[Problem statement] Number of lines below with "exact": work it out and reply with that number only.

[Data for this exercise]
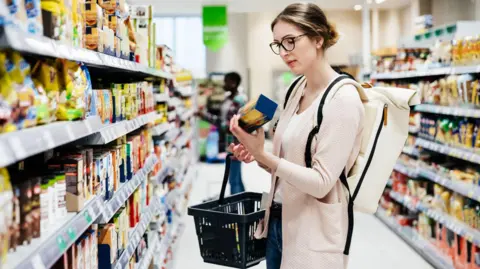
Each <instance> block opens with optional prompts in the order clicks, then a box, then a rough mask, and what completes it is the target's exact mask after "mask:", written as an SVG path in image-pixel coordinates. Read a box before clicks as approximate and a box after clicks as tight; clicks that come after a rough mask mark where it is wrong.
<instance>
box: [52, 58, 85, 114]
mask: <svg viewBox="0 0 480 269" xmlns="http://www.w3.org/2000/svg"><path fill="white" fill-rule="evenodd" d="M58 65H59V70H60V85H61V95H60V102H59V106H58V111H57V118H58V119H60V120H78V119H83V118H84V117H85V110H86V103H85V99H86V98H85V93H86V92H87V90H88V87H89V82H88V81H87V80H86V77H85V73H84V70H85V69H82V68H81V66H80V65H79V64H78V63H76V62H72V61H67V60H59V62H58Z"/></svg>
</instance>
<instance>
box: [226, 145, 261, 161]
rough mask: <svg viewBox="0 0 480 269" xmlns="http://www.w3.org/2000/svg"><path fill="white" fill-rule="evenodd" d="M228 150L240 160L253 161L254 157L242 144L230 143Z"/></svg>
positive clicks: (239, 160) (236, 157)
mask: <svg viewBox="0 0 480 269" xmlns="http://www.w3.org/2000/svg"><path fill="white" fill-rule="evenodd" d="M228 151H229V152H231V153H233V156H235V158H236V159H237V160H239V161H241V162H244V163H251V162H253V161H255V157H253V155H252V154H250V152H248V150H247V149H246V148H245V147H244V146H243V145H242V144H238V145H235V144H234V143H231V144H230V145H229V146H228Z"/></svg>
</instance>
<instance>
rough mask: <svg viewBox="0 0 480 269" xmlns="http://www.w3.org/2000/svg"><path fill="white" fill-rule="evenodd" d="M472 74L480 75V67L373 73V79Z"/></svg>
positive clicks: (467, 67)
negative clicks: (475, 73) (387, 72)
mask: <svg viewBox="0 0 480 269" xmlns="http://www.w3.org/2000/svg"><path fill="white" fill-rule="evenodd" d="M470 73H480V65H473V66H456V67H441V68H434V69H426V70H418V71H405V72H391V73H372V74H371V75H370V78H371V79H385V80H386V79H404V78H420V77H431V76H442V75H461V74H470Z"/></svg>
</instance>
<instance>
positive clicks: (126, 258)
mask: <svg viewBox="0 0 480 269" xmlns="http://www.w3.org/2000/svg"><path fill="white" fill-rule="evenodd" d="M162 211H163V210H162V203H161V199H154V200H153V201H152V203H151V204H150V205H149V206H148V208H147V210H146V211H145V212H143V213H142V219H141V220H140V222H139V223H138V224H137V226H136V227H135V228H134V230H133V231H132V232H131V233H130V234H129V239H130V241H129V243H128V246H127V248H126V249H125V250H124V251H123V252H122V254H121V255H120V257H118V259H117V262H116V263H115V265H113V266H112V268H114V269H122V268H126V267H127V265H128V262H129V261H130V258H131V257H132V256H133V253H134V251H135V249H136V248H137V246H138V244H139V243H140V239H141V238H142V236H143V234H144V233H145V231H146V229H147V226H148V224H149V223H150V221H151V220H152V218H153V216H154V215H155V213H156V212H162ZM163 218H165V215H163Z"/></svg>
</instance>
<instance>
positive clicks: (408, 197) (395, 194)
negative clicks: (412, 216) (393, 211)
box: [390, 191, 418, 213]
mask: <svg viewBox="0 0 480 269" xmlns="http://www.w3.org/2000/svg"><path fill="white" fill-rule="evenodd" d="M390 197H391V198H392V199H393V200H395V201H397V202H398V203H400V204H402V205H404V206H405V207H406V208H408V209H409V210H410V211H412V212H415V213H416V212H418V207H417V204H418V203H414V202H413V201H411V198H410V197H409V196H405V195H403V194H400V193H398V192H394V191H390Z"/></svg>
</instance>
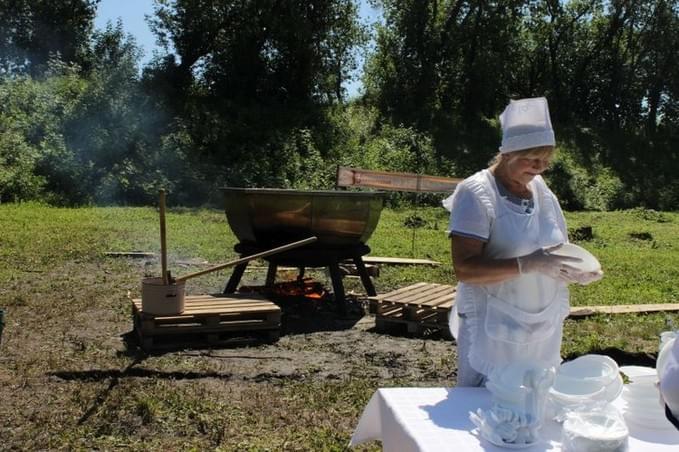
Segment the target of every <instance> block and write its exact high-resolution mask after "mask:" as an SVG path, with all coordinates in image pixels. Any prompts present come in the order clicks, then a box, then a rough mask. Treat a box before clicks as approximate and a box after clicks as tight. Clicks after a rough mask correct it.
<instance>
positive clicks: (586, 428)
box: [563, 411, 629, 451]
mask: <svg viewBox="0 0 679 452" xmlns="http://www.w3.org/2000/svg"><path fill="white" fill-rule="evenodd" d="M563 436H564V444H566V443H567V444H568V445H569V446H570V447H571V448H570V450H577V451H583V450H590V451H595V450H596V451H616V450H621V447H622V446H623V445H624V444H625V442H626V441H627V437H628V436H629V430H627V426H626V425H625V422H624V421H623V419H622V418H621V416H620V414H619V413H617V412H616V413H612V412H601V411H595V412H580V411H579V412H575V413H572V414H571V415H569V416H568V417H567V418H566V420H565V422H564V423H563Z"/></svg>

[Solution to this exercise] 2